Selected text:
-- START --
For any quasi probability \(F\in \mathbb {C}\), \(A,C \in {\mathcal {A}}\) such that \(F(AC), F(A \overline{C})>_X \mathbf {0}\): \({\mathrm{S}}(\mathbb {C})\) and \({\mathrm{C}}(\mathbb {C})\) imply \(F(C|A) =F(A > C)=F(C)\).

Call a plausibility function \(F\)trivial, if there are no 3 disjoint propositions \(C,D,E \in {\mathcal {A}}\) such that they are \(F\)-possible (this is, \(F(C), F(D), F(E)>_X \mathbf {0}\)). We now prove Triviality (Corollary 4 in the text).

Corollary 6

(Lewis-like triviality) There is no class \(\mathbb {C}\) of quasi probability functions, such that \({\mathrm{S}}(\mathbb {C})\) and \({\mathrm{C}}(\mathbb {C})\), unless all \(F\in \mathbb {C}\) are trivial.

Proof

Assume there is a class \(\mathbb {C}\) of quasi probability functions such that \({\mathrm{S}}(\mathbb {C})\) and \({\mathrm{C}}(\mathbb {C})\). Assume (for reductio) that \(\mathbb {C}\) contains a non-trivial quasi probability \(F\). Therefore, there are disjoint \(C,D,E \in {\mathcal {A}}\) such that \(F(C), F(D), F(E) >_X \mathbf {0}\). Consider \(A = C \cup D\). Thus \(AC = C\) and \(A \overline{C} =D\). Hence \(F(AC),F(A\overline{C})>0\), as well as \(F(A), F(C), F(\overline{C})>_X \mathbf {0}\) (Pl1).
-- END --
Exercise 1:
Retype the passage from the excerpt on triviality starting at "For any quasi" and ending at "in the text).".

Information given:
-- START --
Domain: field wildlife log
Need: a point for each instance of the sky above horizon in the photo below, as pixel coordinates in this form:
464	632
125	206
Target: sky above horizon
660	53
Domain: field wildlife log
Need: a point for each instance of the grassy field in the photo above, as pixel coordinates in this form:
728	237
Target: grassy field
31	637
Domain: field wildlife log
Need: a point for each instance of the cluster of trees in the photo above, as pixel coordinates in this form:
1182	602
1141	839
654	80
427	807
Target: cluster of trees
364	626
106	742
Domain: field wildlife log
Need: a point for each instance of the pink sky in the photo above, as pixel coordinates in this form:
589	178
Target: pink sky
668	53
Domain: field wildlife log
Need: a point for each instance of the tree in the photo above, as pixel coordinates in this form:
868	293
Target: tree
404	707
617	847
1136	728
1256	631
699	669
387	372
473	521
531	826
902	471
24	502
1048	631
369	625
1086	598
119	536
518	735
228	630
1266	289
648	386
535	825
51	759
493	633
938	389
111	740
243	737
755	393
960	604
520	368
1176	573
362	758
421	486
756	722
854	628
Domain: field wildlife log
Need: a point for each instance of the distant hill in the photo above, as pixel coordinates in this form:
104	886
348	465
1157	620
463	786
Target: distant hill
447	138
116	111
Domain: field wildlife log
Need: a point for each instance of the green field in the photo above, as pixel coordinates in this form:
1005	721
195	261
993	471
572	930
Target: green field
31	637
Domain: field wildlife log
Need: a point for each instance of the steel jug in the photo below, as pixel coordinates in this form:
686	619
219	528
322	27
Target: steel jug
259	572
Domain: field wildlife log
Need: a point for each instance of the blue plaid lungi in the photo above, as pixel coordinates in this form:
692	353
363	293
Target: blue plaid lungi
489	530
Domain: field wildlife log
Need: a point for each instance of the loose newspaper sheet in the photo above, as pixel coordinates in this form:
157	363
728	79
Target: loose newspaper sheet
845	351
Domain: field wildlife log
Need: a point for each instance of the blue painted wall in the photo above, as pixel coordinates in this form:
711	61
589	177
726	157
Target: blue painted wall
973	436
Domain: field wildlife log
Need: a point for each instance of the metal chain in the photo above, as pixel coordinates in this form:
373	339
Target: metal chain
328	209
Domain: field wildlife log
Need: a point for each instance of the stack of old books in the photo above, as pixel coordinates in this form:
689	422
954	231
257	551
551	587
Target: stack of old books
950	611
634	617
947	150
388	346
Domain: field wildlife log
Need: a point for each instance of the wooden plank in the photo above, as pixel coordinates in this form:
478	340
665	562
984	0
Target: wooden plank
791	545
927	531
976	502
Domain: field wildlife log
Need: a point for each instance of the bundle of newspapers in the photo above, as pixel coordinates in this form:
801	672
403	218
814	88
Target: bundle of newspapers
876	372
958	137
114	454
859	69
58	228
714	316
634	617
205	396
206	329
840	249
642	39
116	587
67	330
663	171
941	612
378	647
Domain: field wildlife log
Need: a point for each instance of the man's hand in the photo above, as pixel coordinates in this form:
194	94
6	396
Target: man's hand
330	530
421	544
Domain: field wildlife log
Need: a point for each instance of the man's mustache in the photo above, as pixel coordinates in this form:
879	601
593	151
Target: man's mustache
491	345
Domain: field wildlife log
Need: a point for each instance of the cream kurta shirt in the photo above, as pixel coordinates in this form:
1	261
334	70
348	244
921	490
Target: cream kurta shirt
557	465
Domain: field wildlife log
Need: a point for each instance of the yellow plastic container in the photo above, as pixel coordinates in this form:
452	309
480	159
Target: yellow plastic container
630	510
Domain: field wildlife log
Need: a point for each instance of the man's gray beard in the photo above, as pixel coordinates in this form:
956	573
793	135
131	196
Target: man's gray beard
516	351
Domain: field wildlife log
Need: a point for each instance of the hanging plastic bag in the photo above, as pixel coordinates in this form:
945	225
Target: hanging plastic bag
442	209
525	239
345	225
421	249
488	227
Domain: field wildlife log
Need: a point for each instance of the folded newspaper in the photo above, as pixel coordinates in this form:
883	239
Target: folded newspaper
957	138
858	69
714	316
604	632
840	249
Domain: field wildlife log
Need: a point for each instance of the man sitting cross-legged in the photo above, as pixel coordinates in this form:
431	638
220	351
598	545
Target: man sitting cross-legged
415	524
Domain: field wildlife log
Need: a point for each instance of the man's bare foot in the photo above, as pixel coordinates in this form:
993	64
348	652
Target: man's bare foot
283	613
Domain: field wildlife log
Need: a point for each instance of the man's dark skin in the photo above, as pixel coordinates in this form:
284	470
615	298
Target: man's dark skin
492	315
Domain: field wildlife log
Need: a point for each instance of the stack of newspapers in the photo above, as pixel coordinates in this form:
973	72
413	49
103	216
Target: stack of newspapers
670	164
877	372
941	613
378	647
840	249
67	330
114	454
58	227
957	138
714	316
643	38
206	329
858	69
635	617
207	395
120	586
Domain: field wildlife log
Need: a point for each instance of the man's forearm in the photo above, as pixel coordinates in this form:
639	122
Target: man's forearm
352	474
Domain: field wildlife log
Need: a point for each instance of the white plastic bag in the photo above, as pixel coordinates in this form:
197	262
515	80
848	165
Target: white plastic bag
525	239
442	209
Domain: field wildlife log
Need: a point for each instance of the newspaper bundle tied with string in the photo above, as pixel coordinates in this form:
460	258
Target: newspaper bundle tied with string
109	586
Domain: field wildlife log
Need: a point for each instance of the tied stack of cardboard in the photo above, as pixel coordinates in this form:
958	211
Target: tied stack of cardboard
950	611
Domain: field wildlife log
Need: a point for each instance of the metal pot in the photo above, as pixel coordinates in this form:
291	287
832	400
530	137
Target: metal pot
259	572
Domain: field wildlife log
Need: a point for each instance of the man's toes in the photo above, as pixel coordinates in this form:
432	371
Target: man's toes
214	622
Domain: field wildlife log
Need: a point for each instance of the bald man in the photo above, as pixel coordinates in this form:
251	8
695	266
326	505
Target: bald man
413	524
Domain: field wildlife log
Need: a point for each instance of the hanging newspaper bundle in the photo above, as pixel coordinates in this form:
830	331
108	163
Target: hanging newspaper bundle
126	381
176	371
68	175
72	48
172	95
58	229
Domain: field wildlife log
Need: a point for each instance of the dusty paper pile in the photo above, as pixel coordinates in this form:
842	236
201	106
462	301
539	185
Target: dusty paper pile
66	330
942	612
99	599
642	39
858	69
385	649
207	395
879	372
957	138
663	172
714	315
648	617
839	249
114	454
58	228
-- END --
Exercise 2:
Pick out every line of the listing that contains the word "folded", ignoring letter case, and copy those lines.

Full output 1:
For any quasi probability \(F\in \mathbb {C}\), \(A,C \in {\mathcal {A}}\) such that \(F(AC), F(A \overline{C})>_X \mathbf {0}\): \({\mathrm{S}}(\mathbb {C})\) and \({\mathrm{C}}(\mathbb {C})\) imply \(F(C|A) =F(A > C)=F(C)\).

Call a plausibility function \(F\)trivial, if there are no 3 disjoint propositions \(C,D,E \in {\mathcal {A}}\) such that they are \(F\)-possible (this is, \(F(C), F(D), F(E)>_X \mathbf {0}\)). We now prove Triviality (Corollary 4 in the text).

Full output 2:
Need: a point for each instance of the folded newspaper in the photo above, as pixel coordinates in this form:
Target: folded newspaper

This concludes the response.